◆ **What this task involves**: Return every line of the items below that contains the word "blue".

◆ **Extracted information**:
::::::::::
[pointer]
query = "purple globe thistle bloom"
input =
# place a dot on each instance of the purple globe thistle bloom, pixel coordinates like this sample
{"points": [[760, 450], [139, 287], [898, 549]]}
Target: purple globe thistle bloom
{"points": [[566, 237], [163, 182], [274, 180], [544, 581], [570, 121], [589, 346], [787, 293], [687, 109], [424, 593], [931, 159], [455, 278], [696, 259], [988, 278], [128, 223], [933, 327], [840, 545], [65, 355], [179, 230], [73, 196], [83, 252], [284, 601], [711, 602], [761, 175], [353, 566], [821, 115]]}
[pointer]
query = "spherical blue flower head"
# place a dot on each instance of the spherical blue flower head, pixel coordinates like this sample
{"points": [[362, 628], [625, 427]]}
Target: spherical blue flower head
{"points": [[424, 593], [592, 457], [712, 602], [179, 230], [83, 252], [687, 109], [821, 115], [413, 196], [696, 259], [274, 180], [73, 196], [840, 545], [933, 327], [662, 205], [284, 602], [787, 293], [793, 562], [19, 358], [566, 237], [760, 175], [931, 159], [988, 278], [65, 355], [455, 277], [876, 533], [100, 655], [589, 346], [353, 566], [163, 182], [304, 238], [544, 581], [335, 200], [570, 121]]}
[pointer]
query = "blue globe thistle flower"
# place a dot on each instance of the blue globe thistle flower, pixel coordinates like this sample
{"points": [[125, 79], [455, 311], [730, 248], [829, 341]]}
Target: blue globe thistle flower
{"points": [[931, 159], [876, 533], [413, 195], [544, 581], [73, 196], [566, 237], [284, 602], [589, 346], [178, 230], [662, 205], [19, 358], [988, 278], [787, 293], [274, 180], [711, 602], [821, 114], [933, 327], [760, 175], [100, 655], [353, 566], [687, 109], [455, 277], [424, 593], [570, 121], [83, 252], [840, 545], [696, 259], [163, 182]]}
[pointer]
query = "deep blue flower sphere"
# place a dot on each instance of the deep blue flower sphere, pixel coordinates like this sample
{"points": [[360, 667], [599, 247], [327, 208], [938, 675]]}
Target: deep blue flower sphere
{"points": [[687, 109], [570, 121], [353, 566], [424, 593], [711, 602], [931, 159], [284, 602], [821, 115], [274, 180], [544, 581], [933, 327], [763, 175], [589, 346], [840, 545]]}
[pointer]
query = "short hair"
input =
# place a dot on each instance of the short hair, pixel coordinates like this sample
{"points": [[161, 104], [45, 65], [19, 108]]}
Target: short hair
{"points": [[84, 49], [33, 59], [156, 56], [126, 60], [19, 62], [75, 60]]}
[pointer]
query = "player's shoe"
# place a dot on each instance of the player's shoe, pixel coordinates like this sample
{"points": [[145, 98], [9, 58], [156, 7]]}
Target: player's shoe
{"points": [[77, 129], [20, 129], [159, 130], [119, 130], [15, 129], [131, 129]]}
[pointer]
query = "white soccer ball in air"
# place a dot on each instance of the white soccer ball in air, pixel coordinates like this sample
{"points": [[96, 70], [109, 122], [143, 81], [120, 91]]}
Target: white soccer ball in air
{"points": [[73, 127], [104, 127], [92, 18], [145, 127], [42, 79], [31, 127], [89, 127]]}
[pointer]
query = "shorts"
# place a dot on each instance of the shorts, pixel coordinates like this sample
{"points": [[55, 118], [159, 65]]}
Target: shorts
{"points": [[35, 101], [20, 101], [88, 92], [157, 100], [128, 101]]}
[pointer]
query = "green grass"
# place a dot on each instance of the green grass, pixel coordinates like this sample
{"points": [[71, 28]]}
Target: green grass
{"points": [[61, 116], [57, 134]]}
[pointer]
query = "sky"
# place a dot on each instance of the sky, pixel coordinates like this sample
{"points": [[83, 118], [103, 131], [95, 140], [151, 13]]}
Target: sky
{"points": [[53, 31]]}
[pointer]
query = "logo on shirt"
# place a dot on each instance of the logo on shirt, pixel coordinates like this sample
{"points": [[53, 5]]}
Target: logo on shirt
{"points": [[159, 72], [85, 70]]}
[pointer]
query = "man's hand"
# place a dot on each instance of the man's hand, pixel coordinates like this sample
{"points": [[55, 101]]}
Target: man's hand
::::::::::
◆ **Exercise output**:
query = "spherical blue flower head"
# place a dot on each instance of the spherical blue flower head, pixel coordinates like this sample
Target: spherical blue flower head
query = "blue globe thistle flower"
# place a dot on each instance of the blue globe thistle flower, pixel coordinates like this sample
Target: blue globe thistle flower
query = "deep blue flower sphere"
# place a dot on each instance of the deep blue flower sphere, pixel coordinates like this sample
Target: deep blue flower sphere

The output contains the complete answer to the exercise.